Do this: Write out, unchanged, the lines from the one holding "Exercise. Point to the terrace" to the close of the listing. Both the first and last lines belong in it.

A run of records:
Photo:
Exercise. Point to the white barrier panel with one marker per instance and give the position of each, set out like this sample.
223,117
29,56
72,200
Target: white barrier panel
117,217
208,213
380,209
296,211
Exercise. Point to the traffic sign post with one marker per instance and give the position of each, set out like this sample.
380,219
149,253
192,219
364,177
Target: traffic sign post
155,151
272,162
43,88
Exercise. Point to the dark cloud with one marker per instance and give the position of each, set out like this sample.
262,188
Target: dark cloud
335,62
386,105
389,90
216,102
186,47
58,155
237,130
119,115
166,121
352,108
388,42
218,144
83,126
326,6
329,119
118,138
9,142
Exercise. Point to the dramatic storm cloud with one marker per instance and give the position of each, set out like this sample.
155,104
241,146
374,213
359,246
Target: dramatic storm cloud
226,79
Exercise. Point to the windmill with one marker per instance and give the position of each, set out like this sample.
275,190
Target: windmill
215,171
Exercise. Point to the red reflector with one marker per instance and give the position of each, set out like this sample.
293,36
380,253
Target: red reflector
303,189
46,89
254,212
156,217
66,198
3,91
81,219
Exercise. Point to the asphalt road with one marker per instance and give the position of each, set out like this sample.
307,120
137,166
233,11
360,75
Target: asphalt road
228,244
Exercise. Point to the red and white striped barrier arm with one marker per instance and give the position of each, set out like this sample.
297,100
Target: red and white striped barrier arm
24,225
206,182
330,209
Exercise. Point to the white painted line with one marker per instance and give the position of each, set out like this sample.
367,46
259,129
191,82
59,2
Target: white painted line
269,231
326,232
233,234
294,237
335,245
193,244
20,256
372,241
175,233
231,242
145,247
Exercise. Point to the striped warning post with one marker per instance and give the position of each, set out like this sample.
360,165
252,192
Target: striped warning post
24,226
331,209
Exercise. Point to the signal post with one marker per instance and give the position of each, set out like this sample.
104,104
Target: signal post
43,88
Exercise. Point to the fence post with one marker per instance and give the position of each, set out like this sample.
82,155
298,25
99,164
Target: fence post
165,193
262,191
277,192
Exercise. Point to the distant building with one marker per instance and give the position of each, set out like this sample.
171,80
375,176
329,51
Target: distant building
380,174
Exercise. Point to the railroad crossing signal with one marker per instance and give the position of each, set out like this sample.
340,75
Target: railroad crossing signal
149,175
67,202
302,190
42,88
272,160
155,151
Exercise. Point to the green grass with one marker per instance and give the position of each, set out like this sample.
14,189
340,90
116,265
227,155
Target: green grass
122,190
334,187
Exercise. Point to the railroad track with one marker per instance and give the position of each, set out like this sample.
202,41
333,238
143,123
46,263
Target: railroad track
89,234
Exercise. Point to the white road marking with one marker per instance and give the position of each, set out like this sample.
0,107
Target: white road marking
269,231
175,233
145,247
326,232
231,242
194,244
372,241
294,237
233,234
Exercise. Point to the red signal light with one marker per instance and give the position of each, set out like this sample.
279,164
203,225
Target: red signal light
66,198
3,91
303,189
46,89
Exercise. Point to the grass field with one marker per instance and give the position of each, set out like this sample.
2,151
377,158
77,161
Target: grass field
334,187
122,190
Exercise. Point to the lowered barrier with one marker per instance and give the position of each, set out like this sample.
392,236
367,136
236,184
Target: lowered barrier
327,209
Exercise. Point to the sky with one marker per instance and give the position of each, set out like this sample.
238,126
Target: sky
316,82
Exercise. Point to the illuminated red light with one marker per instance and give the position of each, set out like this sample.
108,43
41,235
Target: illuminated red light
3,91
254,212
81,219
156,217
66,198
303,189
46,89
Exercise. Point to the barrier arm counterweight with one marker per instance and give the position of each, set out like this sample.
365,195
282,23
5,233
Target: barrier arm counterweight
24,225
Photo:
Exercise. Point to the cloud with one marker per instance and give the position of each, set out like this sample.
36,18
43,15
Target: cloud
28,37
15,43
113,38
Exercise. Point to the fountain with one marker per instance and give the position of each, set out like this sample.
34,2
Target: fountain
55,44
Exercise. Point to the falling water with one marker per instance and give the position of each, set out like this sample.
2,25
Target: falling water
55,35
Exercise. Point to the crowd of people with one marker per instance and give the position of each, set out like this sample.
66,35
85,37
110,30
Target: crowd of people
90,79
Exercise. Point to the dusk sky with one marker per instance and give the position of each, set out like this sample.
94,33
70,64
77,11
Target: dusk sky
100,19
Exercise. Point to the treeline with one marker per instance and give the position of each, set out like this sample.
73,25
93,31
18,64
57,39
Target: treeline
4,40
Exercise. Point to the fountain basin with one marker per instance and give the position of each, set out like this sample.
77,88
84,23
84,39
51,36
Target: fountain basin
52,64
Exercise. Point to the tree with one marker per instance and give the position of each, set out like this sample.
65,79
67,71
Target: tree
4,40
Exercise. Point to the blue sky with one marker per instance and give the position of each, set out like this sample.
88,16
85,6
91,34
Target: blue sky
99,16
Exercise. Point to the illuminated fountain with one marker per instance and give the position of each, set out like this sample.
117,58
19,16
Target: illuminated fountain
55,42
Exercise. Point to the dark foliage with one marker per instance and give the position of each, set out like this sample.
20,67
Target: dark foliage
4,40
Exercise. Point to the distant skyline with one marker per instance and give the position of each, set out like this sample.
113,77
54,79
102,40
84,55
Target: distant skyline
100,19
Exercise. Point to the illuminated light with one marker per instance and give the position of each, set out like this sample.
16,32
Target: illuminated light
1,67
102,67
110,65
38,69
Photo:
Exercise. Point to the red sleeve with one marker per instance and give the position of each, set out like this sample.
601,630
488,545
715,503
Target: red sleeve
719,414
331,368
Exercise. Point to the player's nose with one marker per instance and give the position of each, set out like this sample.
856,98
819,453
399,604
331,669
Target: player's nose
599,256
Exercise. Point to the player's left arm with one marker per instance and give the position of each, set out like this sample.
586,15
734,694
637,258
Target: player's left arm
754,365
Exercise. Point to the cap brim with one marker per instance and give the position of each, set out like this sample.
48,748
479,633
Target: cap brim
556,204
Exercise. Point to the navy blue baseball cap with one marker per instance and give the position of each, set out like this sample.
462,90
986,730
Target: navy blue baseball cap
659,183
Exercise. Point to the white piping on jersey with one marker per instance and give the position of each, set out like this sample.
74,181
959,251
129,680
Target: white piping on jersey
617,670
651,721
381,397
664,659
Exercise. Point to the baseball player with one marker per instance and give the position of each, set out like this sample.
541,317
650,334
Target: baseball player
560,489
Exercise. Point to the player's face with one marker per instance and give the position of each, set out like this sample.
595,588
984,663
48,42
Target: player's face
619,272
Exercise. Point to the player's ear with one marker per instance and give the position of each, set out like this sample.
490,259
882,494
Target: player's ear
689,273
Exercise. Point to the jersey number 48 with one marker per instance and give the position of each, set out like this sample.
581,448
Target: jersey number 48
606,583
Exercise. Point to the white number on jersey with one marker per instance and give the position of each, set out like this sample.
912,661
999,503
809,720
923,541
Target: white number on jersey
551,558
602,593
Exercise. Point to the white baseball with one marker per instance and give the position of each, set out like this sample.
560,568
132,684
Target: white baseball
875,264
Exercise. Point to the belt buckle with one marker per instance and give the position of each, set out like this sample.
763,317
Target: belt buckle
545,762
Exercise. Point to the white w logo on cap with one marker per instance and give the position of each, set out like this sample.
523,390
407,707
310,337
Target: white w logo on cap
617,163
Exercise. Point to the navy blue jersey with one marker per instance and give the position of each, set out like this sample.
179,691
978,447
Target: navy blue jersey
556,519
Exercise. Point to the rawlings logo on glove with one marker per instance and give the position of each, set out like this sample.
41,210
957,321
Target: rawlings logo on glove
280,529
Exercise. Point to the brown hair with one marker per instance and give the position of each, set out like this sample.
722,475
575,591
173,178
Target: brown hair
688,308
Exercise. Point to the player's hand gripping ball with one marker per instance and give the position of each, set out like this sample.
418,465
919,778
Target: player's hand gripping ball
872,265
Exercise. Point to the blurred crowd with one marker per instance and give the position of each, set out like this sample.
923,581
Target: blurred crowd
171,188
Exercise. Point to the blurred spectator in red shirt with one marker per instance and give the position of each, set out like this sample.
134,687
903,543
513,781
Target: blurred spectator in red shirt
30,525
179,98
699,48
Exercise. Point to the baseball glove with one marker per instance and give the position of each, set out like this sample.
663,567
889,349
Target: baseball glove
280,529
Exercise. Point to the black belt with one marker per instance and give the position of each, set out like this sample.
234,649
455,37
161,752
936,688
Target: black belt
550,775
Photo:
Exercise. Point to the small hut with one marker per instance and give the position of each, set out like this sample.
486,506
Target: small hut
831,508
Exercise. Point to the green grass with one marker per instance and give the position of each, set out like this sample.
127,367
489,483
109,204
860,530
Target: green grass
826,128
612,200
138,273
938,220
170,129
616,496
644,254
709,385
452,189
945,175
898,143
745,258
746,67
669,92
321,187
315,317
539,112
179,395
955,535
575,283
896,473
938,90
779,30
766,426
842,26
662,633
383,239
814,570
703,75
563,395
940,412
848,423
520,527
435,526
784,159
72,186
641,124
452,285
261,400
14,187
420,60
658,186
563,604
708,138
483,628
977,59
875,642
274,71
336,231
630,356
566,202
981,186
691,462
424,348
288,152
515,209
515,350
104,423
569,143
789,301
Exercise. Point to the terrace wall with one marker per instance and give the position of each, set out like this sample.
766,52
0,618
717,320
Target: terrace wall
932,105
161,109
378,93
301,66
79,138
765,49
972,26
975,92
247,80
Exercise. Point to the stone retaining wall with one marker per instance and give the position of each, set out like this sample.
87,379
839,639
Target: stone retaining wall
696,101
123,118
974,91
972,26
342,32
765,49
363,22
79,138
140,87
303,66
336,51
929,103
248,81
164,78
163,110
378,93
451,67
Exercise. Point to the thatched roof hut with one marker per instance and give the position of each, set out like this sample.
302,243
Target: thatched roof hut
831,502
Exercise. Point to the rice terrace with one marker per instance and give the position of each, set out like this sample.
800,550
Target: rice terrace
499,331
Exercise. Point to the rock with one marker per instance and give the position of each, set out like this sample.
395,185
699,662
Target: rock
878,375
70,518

Solution:
Exercise. Point to the terrace wall with one marker per instance and give the position of each, set out like this sample.
766,52
0,618
717,320
Target: terrace wall
932,105
161,109
378,93
301,66
79,138
765,49
972,26
975,92
247,80
Exercise. Point to the stone retaining wall with one marker per instance and give the position of each, set out like this sample.
87,379
839,639
Target: stone retaining wall
696,101
123,118
974,91
972,26
342,32
765,49
363,22
79,138
140,87
303,66
336,51
929,103
248,81
164,78
163,110
378,93
451,67
Exercise. Point to the thatched roof hut with one marker per instance and give the position of each, set out like this sample.
302,243
Target: thatched roof hut
831,502
Exercise. Point to the rice terrace with one marker per instance and give the position of each, set out like this sample.
800,550
Target: rice terrace
499,331
Exercise. Point to the rock with one marker per instance and give the position of each, set out like this sample.
395,185
699,662
Target: rock
878,375
70,518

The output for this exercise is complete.